• EXTRACTED TEXT

‘Spontaneous’ a bloody good horror/comedy
Spontaneous Rated: R for teen drug and alcohol use, language and bloody images throughout. Running time: 97 minutes. Available to rent or purchase at most major video on demand platforms.
★★★ out of 4
It’s just a typical senior year at small-town Covington High School for Mara Carlyle — thinking of boys, posting on social media, trying to be the snarkiest in your group of snarky friends.
Then, sitting in class, the girl in front of Mara spontaneously combusts. Blood and innards everywhere. Ewww!
It’s not a one off. Pretty soon, there’s an epidemic of students spontaneously combusting — Covington’s senior class is suddenly
losing more members than Spinal Tap lost drummers. What in the name of “Scanners” is happening?
Brian Duffield’s “Spontaneous,” based on Aaron Starmer’s best-selling YA
novel, doesn’t know what it wants to be. It’s at times a horror film, at times a teenage romance, sometimes a comedy, other times an allegory of teenage angst — and that’s what makes it
strangely wonderful and fresh.

• EXCERPTED RECORDS

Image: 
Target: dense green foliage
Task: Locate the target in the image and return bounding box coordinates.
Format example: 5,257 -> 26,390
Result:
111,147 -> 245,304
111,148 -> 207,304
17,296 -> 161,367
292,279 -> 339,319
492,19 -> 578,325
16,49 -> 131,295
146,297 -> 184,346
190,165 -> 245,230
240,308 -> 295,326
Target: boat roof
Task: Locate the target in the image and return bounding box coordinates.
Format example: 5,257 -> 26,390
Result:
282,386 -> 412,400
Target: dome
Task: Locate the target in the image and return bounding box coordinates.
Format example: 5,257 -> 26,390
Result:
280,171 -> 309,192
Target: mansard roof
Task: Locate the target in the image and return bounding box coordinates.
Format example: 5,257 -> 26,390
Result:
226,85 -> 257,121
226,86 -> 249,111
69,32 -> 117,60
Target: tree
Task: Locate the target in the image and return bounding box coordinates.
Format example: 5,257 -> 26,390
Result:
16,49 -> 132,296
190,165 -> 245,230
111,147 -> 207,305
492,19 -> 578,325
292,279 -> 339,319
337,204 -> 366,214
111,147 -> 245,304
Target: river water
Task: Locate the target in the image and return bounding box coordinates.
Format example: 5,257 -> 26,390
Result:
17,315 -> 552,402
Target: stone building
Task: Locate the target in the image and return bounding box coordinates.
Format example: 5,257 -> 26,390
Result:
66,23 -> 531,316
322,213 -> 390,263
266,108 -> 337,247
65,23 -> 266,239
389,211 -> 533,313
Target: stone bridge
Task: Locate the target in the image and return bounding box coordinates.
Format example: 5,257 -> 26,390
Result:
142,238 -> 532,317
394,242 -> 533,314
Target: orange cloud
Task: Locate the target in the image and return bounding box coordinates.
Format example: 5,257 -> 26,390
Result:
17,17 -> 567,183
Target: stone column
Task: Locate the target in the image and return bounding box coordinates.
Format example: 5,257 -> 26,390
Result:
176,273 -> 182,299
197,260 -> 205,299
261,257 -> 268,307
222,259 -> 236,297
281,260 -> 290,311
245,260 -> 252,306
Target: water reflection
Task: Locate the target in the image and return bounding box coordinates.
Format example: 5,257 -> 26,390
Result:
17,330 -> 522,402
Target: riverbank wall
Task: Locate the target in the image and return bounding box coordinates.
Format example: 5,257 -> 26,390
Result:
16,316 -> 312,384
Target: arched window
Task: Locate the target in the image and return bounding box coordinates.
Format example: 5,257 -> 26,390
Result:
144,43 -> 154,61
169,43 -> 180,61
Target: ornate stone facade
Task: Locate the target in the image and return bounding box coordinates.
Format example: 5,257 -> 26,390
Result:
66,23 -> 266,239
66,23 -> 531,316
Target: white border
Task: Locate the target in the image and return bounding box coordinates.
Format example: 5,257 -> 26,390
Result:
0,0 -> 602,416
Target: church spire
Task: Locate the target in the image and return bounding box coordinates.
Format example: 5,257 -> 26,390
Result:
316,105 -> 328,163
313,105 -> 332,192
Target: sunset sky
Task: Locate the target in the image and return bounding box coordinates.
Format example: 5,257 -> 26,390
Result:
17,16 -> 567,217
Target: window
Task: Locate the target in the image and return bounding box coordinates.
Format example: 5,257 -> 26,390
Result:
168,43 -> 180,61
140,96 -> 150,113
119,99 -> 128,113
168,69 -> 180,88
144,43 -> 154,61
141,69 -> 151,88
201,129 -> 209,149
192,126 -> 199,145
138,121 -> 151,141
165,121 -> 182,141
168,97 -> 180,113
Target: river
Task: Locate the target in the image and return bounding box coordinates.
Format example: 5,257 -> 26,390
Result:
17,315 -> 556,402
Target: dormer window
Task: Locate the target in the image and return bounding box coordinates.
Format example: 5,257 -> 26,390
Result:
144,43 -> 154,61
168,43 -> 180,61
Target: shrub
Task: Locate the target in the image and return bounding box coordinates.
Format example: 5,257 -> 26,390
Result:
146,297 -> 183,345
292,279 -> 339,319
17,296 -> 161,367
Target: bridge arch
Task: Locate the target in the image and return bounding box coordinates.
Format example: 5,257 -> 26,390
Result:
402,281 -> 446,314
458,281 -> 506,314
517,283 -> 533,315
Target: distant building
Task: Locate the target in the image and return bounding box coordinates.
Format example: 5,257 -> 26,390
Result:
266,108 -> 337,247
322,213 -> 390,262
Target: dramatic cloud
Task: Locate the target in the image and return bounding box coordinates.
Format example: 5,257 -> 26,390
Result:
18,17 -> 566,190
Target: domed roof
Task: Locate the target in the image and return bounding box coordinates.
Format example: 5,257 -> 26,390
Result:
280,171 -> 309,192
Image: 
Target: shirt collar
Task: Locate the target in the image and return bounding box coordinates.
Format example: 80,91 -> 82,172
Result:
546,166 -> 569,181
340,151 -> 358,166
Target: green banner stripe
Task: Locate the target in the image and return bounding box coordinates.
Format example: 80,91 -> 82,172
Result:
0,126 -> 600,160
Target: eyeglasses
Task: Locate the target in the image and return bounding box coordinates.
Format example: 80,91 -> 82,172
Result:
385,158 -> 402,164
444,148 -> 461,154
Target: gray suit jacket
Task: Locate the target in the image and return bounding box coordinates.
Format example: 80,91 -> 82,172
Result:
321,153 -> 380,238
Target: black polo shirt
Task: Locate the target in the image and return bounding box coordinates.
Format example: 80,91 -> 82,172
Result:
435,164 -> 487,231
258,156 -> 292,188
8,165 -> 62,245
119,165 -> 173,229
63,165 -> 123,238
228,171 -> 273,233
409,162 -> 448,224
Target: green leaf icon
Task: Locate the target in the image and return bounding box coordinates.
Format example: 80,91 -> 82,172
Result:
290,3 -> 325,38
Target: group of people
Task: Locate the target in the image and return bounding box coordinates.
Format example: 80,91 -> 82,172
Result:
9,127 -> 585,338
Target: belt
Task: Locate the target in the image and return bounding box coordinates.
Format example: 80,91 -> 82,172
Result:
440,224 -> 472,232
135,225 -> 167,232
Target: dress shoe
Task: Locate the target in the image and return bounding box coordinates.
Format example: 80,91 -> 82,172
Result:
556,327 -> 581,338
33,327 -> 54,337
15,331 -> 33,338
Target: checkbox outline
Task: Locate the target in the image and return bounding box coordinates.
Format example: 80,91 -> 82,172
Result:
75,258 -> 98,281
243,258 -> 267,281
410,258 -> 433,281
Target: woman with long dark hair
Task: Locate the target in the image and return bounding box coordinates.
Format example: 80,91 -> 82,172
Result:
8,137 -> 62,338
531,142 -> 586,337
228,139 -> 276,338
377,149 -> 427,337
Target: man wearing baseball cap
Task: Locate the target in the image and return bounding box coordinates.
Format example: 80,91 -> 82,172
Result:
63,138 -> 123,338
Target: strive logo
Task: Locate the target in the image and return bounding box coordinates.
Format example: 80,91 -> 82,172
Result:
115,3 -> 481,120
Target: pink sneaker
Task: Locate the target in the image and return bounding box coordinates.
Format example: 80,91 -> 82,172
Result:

==

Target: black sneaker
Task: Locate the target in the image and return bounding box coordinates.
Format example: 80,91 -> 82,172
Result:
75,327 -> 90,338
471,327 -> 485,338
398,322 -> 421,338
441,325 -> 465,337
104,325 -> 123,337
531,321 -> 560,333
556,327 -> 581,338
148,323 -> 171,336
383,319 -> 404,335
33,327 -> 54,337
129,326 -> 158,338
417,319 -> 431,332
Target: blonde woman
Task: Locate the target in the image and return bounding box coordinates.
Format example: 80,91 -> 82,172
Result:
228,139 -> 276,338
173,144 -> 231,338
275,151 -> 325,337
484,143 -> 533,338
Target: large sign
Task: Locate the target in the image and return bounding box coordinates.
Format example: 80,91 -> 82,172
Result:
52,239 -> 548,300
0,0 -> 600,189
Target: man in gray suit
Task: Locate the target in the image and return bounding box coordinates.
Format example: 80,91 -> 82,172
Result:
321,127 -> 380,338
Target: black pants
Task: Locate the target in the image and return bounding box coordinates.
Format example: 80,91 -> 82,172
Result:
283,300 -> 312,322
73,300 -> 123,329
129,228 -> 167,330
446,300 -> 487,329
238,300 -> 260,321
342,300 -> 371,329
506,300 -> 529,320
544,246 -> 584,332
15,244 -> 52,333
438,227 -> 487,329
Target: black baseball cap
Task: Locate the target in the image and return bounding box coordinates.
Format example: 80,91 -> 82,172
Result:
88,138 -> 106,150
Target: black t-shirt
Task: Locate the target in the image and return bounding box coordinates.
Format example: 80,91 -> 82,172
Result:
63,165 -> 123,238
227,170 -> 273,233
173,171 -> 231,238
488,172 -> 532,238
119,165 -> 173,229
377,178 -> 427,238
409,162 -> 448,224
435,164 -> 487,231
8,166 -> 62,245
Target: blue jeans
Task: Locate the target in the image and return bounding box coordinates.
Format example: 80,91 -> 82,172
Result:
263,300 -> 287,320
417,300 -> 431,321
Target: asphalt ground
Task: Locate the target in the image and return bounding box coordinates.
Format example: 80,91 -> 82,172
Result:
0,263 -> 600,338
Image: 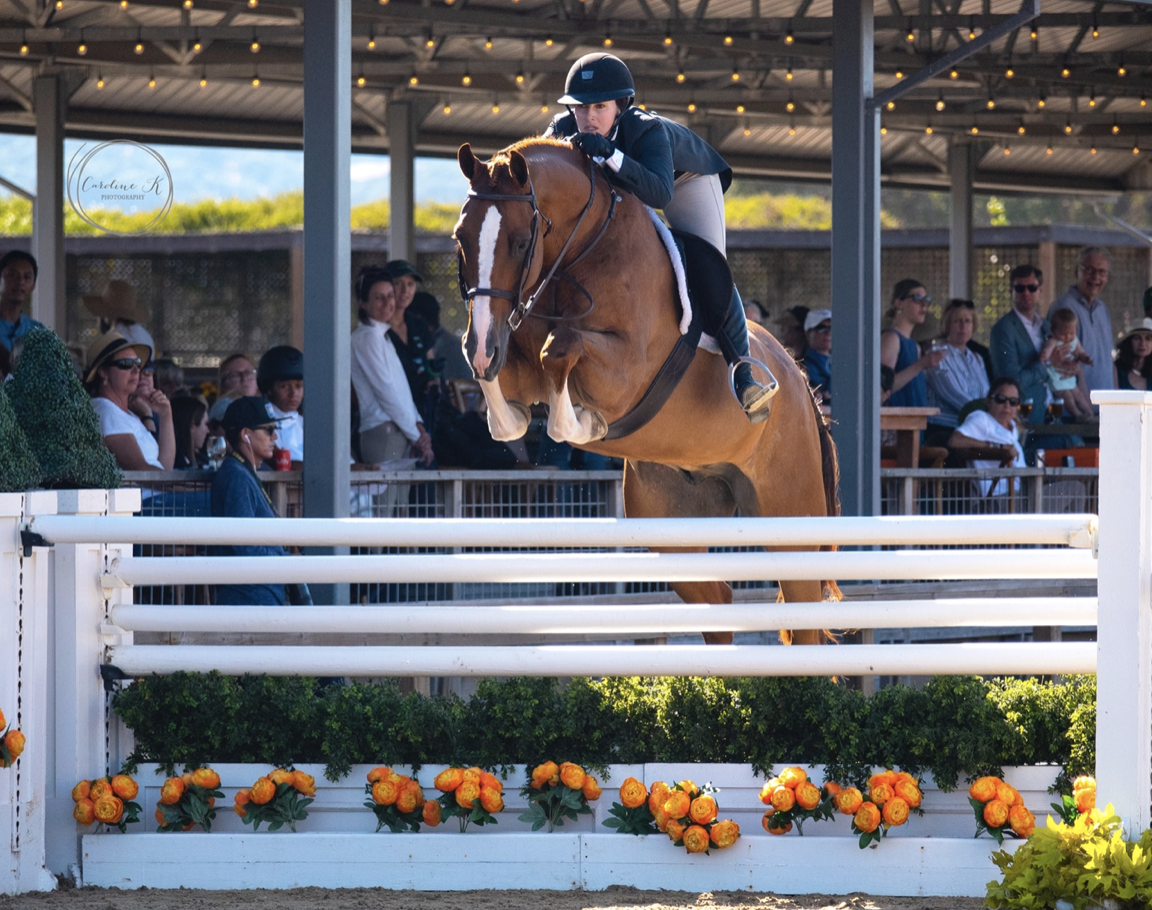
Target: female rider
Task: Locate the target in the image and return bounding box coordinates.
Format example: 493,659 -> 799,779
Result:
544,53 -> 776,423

• WORK TO DO
[A] According to the movie review, how long is "Spontaneous"?
[B] Write the next part of the "Spontaneous" movie review, picking up after its final sentence.
The items have nothing to do with the movie review.

• ANSWERS IN ORDER
[A] 97 minutes.

[B]
Mara (Katherine Langford, “Knives Out,” “13 Reason Why”) narrates her own story of one wild ride of a senior year. In the days after the initial combustion, Mara and best friend Tess (Hayley Law) talk about anything but the most horrifying thing they’ve ever witnessed. Perhaps as a diversion, Mara decides to date the handsome — in a skateboarder sort of way — and witty Dylan (Charlie Plummer), and what do you know, she falls in love.
Just when you think “Spontaneous” will turn into a teen romance, another senior spontaneously combusts. And then another. Soon, surviving bloodspattered members of the class are quarantined in a makeshift government lab as scientists try and figure out what is happening, and if it is contagious or coincidence.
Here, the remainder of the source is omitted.